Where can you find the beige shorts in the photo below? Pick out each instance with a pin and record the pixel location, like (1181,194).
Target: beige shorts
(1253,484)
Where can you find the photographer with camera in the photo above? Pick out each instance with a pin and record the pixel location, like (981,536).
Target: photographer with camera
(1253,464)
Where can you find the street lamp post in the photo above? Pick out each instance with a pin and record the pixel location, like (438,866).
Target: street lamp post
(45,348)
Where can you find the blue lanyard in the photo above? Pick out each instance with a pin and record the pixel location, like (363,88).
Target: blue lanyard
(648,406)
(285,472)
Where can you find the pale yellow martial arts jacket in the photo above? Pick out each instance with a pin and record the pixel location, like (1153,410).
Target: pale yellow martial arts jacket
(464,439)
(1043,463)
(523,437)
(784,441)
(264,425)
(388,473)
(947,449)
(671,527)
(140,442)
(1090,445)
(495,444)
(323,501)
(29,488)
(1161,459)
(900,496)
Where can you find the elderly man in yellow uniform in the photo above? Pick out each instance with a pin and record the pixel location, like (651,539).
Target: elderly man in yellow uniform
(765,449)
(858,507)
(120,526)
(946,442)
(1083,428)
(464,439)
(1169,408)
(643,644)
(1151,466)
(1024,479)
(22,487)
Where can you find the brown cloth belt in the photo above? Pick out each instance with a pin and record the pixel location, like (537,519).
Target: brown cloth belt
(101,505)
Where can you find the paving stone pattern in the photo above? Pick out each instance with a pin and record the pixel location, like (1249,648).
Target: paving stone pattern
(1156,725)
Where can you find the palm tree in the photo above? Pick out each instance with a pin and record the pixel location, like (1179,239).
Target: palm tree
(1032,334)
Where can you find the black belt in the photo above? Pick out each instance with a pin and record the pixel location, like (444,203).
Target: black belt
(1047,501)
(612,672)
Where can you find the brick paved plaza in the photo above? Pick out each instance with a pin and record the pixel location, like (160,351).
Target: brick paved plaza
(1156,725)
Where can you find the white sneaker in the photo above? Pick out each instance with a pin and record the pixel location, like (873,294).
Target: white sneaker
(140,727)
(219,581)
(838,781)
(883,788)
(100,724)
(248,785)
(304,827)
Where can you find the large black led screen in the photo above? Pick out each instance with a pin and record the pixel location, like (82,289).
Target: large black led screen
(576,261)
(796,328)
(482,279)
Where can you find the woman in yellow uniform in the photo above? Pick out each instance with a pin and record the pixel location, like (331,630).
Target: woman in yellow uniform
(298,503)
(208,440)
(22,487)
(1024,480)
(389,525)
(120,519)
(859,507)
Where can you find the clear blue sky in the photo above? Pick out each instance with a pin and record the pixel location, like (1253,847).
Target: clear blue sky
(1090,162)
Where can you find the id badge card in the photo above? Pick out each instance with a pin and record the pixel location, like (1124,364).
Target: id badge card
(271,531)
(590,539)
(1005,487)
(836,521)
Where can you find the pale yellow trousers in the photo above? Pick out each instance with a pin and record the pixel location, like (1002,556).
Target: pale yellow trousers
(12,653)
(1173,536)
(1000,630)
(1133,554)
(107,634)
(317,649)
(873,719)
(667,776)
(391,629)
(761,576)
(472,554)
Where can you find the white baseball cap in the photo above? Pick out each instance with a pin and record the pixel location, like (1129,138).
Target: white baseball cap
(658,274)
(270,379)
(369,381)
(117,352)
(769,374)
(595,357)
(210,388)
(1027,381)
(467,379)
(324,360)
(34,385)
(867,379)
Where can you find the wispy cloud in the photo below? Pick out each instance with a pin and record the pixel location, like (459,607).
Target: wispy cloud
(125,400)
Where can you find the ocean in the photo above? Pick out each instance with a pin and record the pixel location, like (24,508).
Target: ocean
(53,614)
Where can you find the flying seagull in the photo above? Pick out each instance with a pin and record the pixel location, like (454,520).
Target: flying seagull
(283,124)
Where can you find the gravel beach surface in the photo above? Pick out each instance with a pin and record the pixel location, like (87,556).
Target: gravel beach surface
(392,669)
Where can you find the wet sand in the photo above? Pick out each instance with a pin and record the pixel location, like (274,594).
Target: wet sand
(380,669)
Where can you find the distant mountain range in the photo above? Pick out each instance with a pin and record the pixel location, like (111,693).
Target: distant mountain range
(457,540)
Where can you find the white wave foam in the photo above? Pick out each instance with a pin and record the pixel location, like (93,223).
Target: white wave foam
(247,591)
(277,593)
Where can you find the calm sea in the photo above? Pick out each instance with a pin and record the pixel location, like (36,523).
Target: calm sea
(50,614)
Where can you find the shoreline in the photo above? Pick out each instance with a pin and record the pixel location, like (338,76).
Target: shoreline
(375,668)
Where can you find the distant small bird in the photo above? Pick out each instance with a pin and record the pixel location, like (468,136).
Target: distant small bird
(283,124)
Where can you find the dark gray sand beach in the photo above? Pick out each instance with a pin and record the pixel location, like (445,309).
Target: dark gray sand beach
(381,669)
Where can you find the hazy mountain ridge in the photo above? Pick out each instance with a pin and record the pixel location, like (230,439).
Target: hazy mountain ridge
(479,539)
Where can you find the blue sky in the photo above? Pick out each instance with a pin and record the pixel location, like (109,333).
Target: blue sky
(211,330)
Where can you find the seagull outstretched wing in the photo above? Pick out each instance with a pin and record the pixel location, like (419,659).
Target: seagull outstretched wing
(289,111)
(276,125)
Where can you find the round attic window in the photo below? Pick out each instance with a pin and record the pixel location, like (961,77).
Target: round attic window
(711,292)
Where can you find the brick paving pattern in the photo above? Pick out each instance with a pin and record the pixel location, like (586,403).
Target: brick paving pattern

Stated exercise: Please copy out, word for word, every line of the data from the line holding "Where can you find the blue sky" through the final line of the data, inclusive.

The reply:
Where can you find the blue sky in the photo above? Pick out each instance with a pin and record the pixel location, like (109,333).
Target: blue sky
(211,330)
Where can you find the seagull outstretched wing in the photo above? Pick out each instance with a pin and record the pixel location, like (419,659).
Target: seagull outstretched wing
(289,111)
(276,125)
Where can you find the round attic window in the photo below? Pick out each instance with a pin and record the pixel location, like (961,77).
Target: round attic window
(711,292)
Where can you find the brick paving pattern in the photo above? Pick out each instance with a pin and record the pixel location, like (586,403).
Target: brick paving pattern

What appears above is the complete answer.